### PROBLEM TO SOLVE
Please transcribe exactly, and only, the lines of the data below between the line holding "Could you point at the fly's eye" and the line holding "Could you point at the fly's wing", inclusive.

(EXERCISE DATA Opens)

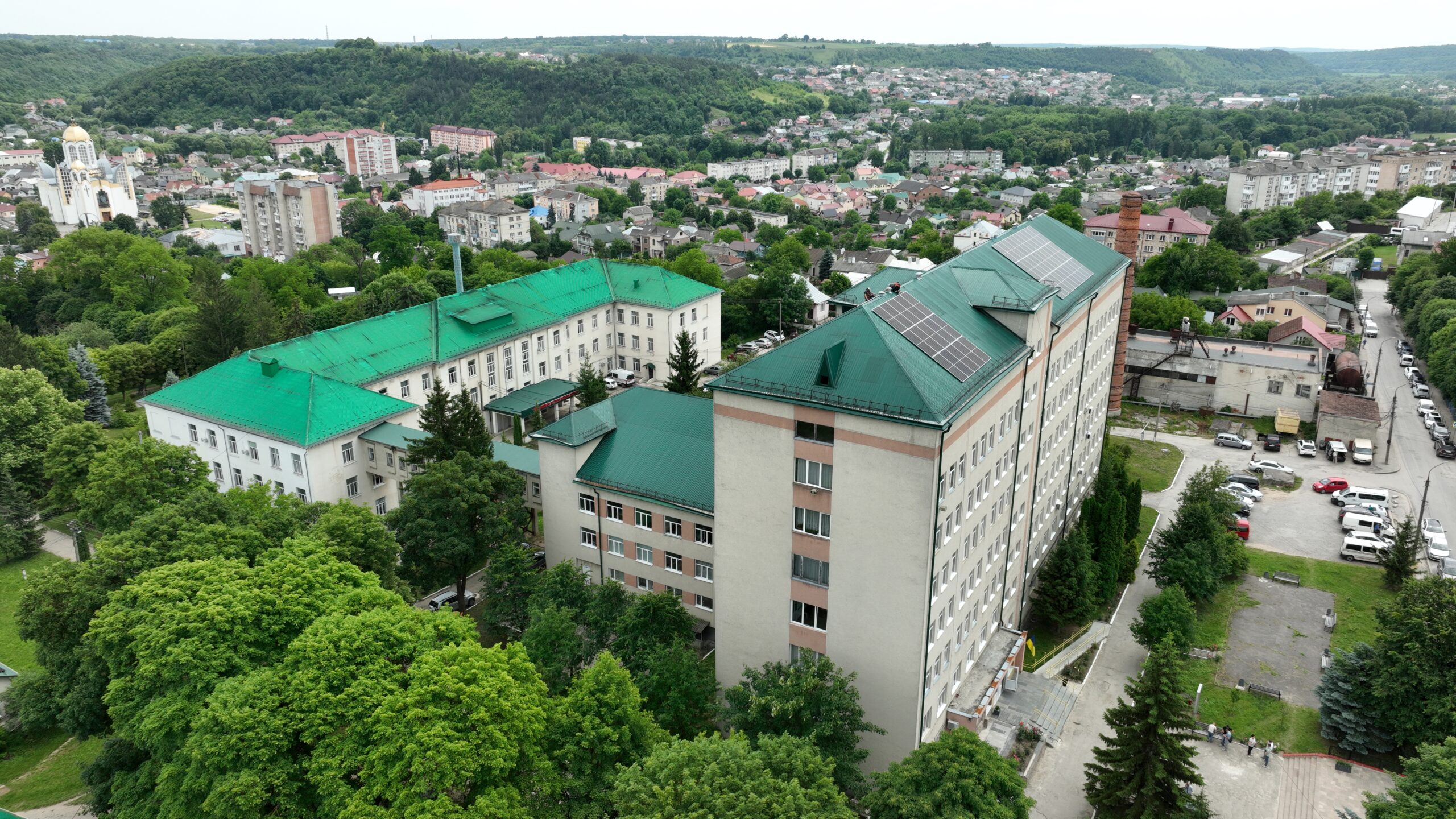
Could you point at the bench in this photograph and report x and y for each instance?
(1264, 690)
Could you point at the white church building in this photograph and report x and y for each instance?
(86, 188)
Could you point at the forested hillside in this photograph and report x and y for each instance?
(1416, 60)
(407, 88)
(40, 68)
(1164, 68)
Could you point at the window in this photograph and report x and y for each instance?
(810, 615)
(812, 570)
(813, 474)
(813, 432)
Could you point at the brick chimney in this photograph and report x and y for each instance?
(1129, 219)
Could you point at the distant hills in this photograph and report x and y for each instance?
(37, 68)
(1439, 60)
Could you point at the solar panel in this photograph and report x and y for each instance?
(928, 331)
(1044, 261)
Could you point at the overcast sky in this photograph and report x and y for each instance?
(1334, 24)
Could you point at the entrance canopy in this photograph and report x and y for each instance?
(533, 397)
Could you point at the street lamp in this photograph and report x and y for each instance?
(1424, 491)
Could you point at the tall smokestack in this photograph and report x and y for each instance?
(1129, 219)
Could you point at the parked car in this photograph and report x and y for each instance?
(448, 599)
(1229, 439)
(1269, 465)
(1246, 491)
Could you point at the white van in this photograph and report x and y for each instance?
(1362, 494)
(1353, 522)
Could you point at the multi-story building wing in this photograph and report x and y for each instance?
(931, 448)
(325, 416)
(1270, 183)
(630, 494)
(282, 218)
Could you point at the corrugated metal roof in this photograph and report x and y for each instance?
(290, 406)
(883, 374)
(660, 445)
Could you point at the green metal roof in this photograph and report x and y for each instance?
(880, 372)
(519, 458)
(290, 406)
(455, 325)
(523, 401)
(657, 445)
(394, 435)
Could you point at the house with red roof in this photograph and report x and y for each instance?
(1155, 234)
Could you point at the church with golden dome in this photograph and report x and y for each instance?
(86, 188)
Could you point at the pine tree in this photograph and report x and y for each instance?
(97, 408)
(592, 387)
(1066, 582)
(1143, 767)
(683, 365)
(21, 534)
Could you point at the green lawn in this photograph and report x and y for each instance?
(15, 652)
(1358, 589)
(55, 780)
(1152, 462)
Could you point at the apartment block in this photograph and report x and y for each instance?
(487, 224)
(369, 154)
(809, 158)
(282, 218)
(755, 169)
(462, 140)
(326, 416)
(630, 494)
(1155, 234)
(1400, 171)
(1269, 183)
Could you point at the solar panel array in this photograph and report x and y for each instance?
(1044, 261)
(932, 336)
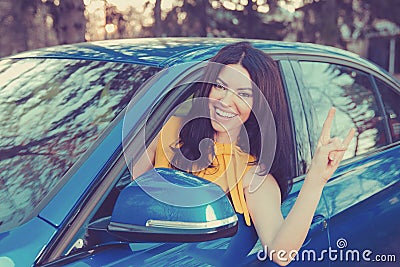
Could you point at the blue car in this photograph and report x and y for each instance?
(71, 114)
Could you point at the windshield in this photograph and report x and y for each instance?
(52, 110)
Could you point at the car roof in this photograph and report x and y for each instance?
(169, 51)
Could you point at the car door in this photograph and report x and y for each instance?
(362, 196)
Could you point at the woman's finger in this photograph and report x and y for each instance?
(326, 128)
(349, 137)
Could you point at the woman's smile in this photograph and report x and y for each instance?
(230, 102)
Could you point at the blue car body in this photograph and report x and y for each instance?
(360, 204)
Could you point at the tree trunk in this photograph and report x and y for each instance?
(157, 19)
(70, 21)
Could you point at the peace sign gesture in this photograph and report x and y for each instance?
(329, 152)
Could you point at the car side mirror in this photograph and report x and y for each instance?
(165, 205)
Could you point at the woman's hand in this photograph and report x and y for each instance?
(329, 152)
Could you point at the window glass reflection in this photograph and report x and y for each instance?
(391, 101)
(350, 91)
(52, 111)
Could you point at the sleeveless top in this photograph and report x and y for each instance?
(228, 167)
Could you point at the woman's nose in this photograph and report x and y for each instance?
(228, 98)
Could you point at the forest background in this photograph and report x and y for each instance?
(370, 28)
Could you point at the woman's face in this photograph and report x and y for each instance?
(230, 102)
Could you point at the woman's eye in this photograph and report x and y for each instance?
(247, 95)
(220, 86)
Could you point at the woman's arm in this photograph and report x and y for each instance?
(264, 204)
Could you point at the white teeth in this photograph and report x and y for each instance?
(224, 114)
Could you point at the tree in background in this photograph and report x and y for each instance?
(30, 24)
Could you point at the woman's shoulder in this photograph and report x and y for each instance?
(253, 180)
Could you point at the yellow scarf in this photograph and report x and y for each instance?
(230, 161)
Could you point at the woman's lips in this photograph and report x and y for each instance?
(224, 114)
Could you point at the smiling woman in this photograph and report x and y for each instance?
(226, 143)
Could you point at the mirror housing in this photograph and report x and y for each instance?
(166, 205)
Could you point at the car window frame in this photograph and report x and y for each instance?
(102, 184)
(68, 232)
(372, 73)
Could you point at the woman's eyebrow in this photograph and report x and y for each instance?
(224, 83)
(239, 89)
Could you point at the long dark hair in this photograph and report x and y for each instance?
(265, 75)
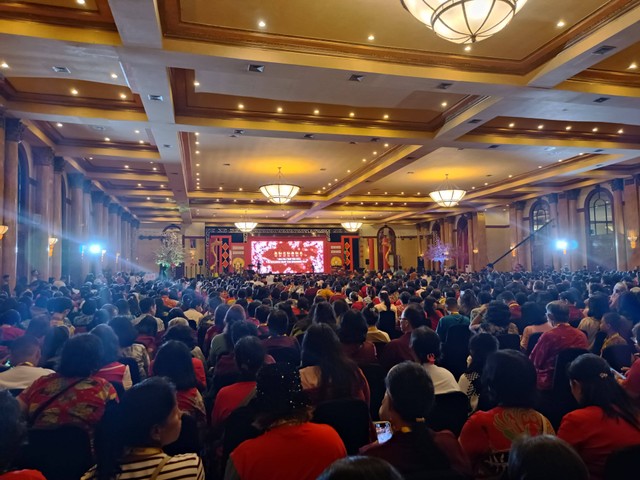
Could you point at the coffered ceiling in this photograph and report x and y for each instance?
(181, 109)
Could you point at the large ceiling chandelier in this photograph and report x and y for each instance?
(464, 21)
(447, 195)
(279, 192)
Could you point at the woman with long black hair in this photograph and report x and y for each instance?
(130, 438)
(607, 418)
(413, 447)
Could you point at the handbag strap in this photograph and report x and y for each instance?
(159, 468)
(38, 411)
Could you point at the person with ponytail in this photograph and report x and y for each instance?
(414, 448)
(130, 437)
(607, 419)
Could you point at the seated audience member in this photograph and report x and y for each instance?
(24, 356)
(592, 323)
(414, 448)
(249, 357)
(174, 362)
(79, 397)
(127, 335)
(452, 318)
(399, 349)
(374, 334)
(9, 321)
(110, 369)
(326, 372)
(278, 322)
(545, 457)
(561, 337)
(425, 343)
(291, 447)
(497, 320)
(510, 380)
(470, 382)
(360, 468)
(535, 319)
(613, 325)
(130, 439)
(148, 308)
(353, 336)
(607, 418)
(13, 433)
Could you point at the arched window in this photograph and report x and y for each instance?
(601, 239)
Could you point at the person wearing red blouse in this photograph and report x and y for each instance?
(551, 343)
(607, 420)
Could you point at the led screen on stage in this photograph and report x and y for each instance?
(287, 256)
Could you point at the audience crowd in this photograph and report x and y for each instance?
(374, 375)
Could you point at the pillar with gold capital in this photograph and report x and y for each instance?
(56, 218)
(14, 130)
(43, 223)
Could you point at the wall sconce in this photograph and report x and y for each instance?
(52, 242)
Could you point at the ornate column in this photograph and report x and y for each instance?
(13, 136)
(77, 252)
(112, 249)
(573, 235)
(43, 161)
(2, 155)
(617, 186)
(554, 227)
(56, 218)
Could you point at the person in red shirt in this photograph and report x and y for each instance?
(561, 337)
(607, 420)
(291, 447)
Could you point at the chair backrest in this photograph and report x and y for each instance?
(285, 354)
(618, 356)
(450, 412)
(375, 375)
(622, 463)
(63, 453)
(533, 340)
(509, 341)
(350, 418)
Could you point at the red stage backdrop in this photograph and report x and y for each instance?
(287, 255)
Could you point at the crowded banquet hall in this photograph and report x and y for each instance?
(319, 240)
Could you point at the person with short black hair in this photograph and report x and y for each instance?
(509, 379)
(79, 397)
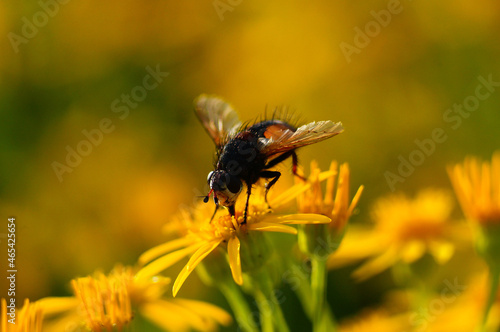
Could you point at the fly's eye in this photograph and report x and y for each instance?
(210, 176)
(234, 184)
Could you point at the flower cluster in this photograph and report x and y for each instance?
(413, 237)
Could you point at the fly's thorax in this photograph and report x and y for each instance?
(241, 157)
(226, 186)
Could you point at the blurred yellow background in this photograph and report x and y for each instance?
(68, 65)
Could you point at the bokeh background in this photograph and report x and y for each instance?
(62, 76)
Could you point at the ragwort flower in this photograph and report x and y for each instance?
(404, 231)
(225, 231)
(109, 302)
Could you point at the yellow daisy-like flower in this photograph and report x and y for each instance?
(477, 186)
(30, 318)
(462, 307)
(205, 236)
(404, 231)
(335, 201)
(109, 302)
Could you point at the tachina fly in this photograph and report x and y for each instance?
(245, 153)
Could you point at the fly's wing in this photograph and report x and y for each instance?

(EXERCISE DATA Closes)
(EXERCISE DATA Opens)

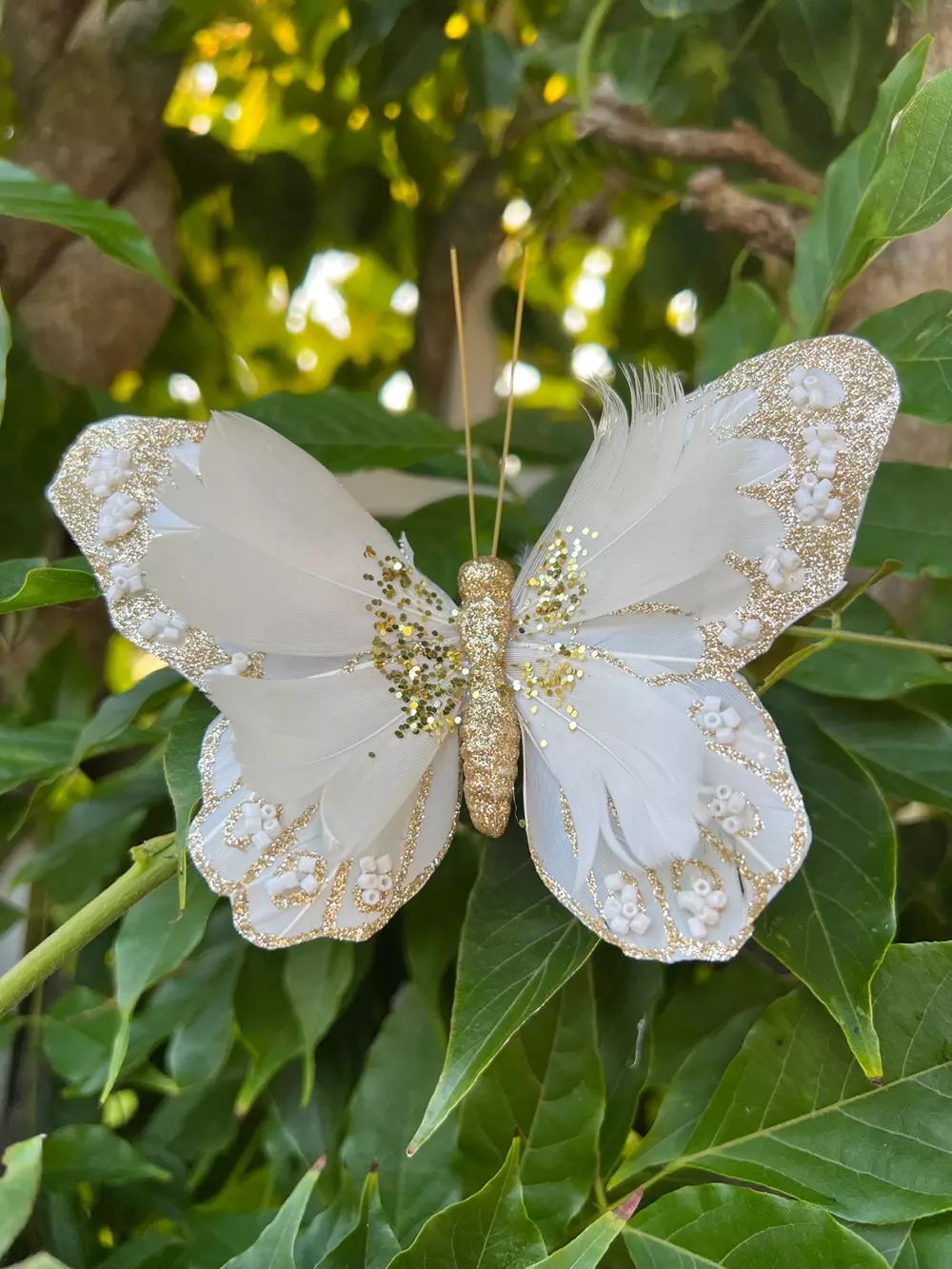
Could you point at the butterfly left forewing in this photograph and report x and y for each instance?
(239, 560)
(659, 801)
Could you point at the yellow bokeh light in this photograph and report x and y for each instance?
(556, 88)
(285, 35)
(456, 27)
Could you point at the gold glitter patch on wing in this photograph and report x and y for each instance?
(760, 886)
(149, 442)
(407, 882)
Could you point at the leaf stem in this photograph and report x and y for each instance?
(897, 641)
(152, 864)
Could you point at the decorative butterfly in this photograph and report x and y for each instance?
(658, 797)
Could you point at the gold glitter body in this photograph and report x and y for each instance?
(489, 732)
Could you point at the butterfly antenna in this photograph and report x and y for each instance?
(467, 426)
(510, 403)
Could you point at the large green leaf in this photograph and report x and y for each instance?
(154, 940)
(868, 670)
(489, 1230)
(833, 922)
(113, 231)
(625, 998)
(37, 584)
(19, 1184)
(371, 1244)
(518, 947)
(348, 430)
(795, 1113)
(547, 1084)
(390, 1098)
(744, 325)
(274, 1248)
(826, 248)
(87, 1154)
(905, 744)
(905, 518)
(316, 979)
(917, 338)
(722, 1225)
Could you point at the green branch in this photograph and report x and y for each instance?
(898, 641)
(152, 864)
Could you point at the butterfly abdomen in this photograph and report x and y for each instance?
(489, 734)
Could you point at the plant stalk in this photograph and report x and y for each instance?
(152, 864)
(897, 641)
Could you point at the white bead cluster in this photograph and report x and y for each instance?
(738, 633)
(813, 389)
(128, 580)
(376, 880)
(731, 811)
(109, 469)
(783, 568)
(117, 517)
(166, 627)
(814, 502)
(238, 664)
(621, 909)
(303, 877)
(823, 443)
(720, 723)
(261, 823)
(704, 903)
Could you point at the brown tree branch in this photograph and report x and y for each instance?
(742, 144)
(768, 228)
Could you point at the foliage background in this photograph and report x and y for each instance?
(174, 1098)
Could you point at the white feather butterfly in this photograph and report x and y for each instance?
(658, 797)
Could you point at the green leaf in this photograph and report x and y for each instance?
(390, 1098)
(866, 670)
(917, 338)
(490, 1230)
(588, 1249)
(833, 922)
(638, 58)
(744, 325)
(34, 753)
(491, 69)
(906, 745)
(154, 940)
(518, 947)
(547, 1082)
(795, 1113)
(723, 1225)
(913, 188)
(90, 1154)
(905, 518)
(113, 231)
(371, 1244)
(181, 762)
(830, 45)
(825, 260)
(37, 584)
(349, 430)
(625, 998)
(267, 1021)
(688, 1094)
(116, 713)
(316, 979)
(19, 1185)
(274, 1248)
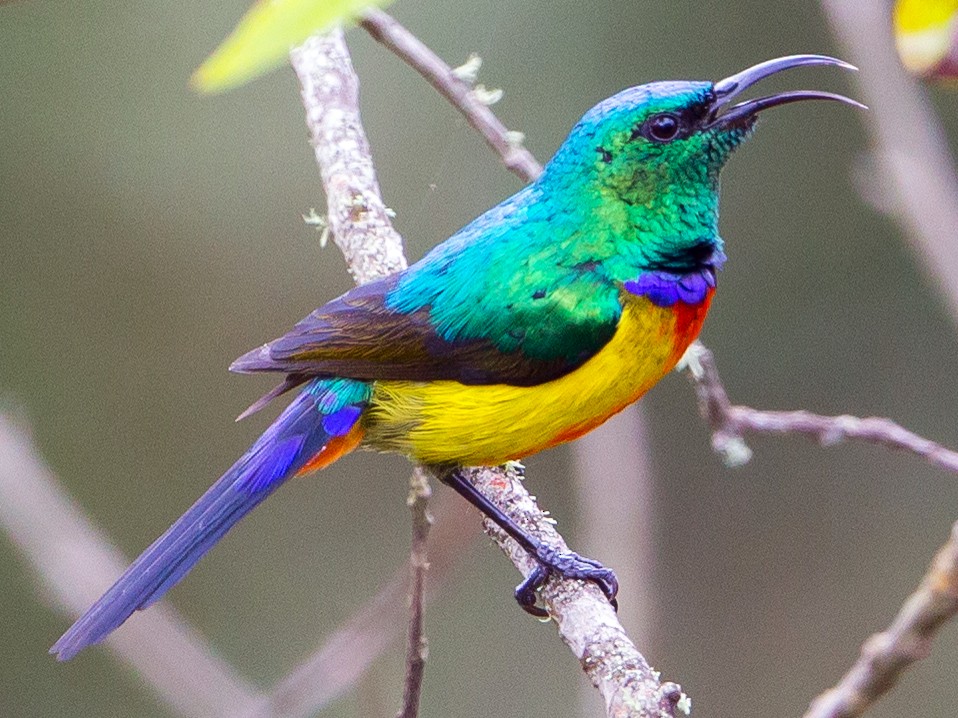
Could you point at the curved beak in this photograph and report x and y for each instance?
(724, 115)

(EXERCISE DATA Closes)

### SOLUTION TO THIS PROBLEM
Could you point at the fly's eye in this photograph and report x and y for each instance?
(210, 176)
(234, 184)
Could you point at the flower cluster in this photograph and report x and y for each instance?
(413, 237)
Could you point at the fly's thorax in this photograph and report x and y for each instance?
(241, 157)
(226, 186)
Could you point at the blurred yellow background in this photograph and report x and y for each instance?
(68, 65)
Could you point at the bokeh background in this photograph and report x and y for each instance?
(62, 76)
Could you point at the ragwort flower in this photograph and report x and y for each instance?
(404, 231)
(225, 231)
(109, 302)
Could you point at the yellow daisy-like flower in this photograph and report x and y for each instance?
(477, 186)
(30, 318)
(462, 307)
(205, 236)
(404, 231)
(335, 201)
(109, 302)
Could you point at the tachina fly in this photograph and report x and y for each instance?
(245, 153)
Could you point at the fly's wing in this photograph and report x and y for each instance?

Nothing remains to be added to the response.